INPUT RECORDS Block Start

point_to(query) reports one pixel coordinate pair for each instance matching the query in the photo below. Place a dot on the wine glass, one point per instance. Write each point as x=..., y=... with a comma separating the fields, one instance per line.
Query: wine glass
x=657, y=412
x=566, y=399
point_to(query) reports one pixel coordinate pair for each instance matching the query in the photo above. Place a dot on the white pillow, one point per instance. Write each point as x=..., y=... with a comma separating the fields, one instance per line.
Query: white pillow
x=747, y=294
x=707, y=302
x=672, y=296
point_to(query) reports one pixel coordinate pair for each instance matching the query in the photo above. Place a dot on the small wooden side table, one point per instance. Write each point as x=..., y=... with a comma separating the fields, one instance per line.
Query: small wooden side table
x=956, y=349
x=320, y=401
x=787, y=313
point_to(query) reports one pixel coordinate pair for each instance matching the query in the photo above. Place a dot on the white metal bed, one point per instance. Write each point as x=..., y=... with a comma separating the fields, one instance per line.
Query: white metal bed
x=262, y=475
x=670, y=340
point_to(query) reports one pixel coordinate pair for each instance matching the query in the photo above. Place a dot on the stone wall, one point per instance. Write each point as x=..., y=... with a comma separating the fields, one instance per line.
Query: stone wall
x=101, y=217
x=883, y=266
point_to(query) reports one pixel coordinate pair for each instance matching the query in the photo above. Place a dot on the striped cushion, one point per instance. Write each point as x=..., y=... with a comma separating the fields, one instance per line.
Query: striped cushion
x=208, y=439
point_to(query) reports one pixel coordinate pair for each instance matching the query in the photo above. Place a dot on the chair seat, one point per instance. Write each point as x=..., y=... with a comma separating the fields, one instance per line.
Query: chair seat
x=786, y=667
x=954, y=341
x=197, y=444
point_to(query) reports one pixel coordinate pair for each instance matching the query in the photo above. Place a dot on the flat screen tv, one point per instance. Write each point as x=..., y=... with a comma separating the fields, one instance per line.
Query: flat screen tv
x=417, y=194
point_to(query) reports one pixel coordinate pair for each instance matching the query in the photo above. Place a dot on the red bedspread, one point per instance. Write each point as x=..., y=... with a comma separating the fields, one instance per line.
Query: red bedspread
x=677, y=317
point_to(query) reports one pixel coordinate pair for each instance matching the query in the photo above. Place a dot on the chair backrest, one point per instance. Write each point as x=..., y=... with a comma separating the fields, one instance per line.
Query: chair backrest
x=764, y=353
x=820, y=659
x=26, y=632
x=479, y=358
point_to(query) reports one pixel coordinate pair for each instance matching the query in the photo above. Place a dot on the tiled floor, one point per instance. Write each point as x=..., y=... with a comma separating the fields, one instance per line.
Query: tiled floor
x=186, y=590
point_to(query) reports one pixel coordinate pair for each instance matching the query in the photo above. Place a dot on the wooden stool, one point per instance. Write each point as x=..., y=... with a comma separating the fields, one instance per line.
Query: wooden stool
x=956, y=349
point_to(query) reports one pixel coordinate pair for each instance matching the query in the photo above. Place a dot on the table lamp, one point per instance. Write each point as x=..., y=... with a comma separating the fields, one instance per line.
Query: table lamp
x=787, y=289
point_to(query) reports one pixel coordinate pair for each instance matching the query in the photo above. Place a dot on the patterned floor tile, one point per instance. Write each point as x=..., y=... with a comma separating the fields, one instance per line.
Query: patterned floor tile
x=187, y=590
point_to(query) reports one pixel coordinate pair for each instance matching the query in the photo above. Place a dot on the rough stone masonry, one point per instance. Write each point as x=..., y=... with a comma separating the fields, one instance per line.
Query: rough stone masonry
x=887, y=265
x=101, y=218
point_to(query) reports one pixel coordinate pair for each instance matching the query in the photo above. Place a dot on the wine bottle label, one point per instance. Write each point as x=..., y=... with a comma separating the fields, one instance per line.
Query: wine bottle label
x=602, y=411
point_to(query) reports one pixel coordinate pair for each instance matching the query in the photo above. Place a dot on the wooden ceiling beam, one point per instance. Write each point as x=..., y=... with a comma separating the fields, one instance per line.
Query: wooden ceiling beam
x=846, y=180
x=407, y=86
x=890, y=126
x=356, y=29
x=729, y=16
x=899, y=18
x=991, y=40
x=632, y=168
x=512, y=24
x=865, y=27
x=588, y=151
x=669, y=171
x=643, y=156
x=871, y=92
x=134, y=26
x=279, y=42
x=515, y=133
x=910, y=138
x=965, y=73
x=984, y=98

INPUT RECORDS Block End

## WORK TO BE COMPLETED
Every line of the material above should be repeated exactly.

## RESULT OF THE TASK
point_to(query) reports one pixel coordinate pair for each instance matching the query in the photo below. Place a dot on the wine glass, one point per instance. Write each point as x=..., y=... with a comma separating the fields, one instance per line.
Query: wine glass
x=657, y=412
x=566, y=399
point_to(query) reports one pixel coordinate pair for each instance matching the query in the photo above. Place a dot on the white pillow, one point per instance. Write each point as x=..., y=... with a comma separating the fields, one instance per line.
Query: white pillow
x=747, y=294
x=707, y=302
x=672, y=296
point_to(query) reports one pixel coordinate pair for each instance matching the query in the photo above. Place a dot on the small wooden side table, one point per instance. Write each point as x=..., y=... with a comma separating the fields, one instance per line.
Query: small wooden side table
x=956, y=349
x=320, y=401
x=787, y=313
point_to(query) reports one pixel coordinate pair for each instance matching the query in the photo above. Place a dot on the white metal bed, one point per instance. Write each point as x=..., y=... with a comma separating the fields, one instance per line.
Query: white metal bed
x=262, y=475
x=670, y=340
point_to(query) reports one pixel coordinate pair for each instance matching the query in the photo above. Place a dot on the stone wall, one point per instance. Write each point as x=..., y=... with a comma separating the fields, one instance per line.
Query: stone wall
x=101, y=217
x=883, y=266
point_to(query) reports one pixel coordinate pair for each instance matching the query in the photo above. Place a dot on the striped cushion, one point per instance. Write each point as x=..., y=... with a comma separating the fields, one instance per line.
Query: striped cushion
x=208, y=439
point_to(query) reports one pixel coordinate pair for each instance matching the query in the photo above. Place a dot on the chair seat, one point per instance. Write each point as x=..., y=... with a comma separating the fields, one instance per line.
Query: chair seat
x=786, y=667
x=954, y=341
x=197, y=444
point_to(query) reports one pixel coordinate pair for each instance matching the query in the photo above. Place a dot on the flat screen tv, one point per instance. Write each point as x=..., y=... with a comma separating the fields, one instance per line.
Query: flat screen tv
x=417, y=194
point_to(query) reports one pixel coordinate pair for each instance matching the query in the photo above. Place a dot on the red bedspread, one point per instance. Write each point as x=..., y=... with a comma separating the fields, one instance per line.
Query: red bedspread
x=677, y=317
point_to(query) reports one pixel coordinate pair for each instance matching the query in the photo above. Place a dot on the chair backrest, one point per instance. Write each point as x=..., y=... with a comma separating the fields, one instance per line.
Query: chair backrest
x=764, y=353
x=820, y=659
x=26, y=632
x=479, y=358
point_to(query) reports one pixel coordinate pair for each instance matching the query in the photo above. Place a dot on the tiled floor, one point per instance. Write each point as x=..., y=... with a comma separating the fields, one instance per line.
Query: tiled floor
x=186, y=590
point_to(query) reports one pixel coordinate pair for each instance matching the query in the photo above. Place a dot on the wooden stool, one point per instance. Write each point as x=..., y=... with a comma separating the fields, one instance per line.
Query: wooden stool
x=956, y=349
point_to(query) reports one pixel coordinate pair for each instance matching the query in the photo above. Place a dot on the table lamp, one point per instance. Write each point as x=..., y=... with a comma separating the fields, one instance per line.
Query: table lamp
x=787, y=289
point_to(query) reports one pixel coordinate pair for each instance matching the query in the photo above. Place a dot on the patterned floor tile, one point per instance. Write each point as x=..., y=... with a comma separating the fields, one instance per line.
Query: patterned floor tile
x=187, y=590
point_to(query) reports one pixel coordinate pair for each instance matching the query in the photo above. Place a dot on the rough stone masonry, one point per instance. Write each point as x=..., y=... with a comma separating the fields, one instance per line.
Query: rough stone masonry
x=887, y=265
x=101, y=218
point_to(query) reports one pixel coordinate pair for each instance matching the query in the photo above. Place a dot on the wine bottle label, one point per instance. Write each point as x=..., y=... with a comma separating the fields, one instance per line.
Query: wine bottle label
x=602, y=411
point_to(query) reports one pixel coordinate pair for each instance matching the query in the photo above. Place a dot on the wooden ceiling beam, one point per instance. Write each point as x=..., y=... with a comma separating the fields, one instance per line.
Query: wooden ceiling beam
x=846, y=180
x=407, y=86
x=890, y=126
x=356, y=29
x=729, y=16
x=899, y=18
x=991, y=40
x=632, y=168
x=512, y=24
x=865, y=27
x=588, y=151
x=669, y=171
x=643, y=156
x=871, y=92
x=134, y=26
x=279, y=42
x=515, y=133
x=910, y=138
x=965, y=73
x=984, y=98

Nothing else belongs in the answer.